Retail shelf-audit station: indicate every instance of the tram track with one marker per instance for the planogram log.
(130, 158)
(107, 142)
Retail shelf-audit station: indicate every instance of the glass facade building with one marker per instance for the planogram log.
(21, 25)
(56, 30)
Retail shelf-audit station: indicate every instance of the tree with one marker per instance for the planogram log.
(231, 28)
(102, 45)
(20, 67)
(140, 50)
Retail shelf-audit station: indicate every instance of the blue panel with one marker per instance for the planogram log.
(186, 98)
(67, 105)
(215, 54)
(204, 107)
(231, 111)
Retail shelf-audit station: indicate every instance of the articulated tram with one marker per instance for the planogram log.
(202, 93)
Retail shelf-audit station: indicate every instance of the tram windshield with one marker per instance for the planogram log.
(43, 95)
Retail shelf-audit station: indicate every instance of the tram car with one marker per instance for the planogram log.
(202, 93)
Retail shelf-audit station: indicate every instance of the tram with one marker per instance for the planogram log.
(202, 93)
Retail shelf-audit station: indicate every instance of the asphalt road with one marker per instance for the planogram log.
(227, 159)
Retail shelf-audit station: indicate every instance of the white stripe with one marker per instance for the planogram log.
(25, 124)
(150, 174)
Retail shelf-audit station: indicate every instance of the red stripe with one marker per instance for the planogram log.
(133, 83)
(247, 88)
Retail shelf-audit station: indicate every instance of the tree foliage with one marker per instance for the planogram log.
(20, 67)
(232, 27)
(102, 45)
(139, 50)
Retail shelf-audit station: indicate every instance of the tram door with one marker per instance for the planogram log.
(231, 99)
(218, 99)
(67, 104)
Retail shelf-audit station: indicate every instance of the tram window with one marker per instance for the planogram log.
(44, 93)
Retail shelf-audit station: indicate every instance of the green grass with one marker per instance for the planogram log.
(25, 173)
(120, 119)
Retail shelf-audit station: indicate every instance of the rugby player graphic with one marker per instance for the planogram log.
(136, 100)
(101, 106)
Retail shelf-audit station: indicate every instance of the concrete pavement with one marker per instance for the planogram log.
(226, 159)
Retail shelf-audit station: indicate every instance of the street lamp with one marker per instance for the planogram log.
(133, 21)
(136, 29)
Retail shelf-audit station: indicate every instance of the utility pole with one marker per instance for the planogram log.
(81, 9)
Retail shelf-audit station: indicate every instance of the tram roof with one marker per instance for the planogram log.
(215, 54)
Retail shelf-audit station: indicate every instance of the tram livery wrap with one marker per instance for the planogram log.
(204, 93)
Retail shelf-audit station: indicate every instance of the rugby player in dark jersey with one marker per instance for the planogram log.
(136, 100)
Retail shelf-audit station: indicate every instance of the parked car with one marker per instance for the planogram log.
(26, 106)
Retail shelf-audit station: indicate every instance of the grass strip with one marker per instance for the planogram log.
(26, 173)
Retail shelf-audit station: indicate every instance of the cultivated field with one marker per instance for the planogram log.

__Required work__: Quote exactly the line containing "the tram roof" and every later line through the end of the listing, and no other lines.

__Task output__:
Retail shelf-audit station: indicate every instance of the tram roof with one marker per instance for the planogram log.
(215, 54)
Retail shelf-audit station: indicate every instance of the tram livery wrap with one marker per instance for the planogram log.
(204, 93)
Retail shelf-audit station: indicate every instance of the rugby player in dark jersey with one marker per instance for the planogram log.
(136, 100)
Retail shelf-audit station: indicate every instance of the parked car with one marker per instance for the planogram log.
(26, 106)
Retail shelf-audit station: indicate every instance of the grass strip with one marker per instance for the planogram log.
(26, 173)
Retail shelf-audit station: indicate every instance of the cultivated field with one marker per instance for the planogram log.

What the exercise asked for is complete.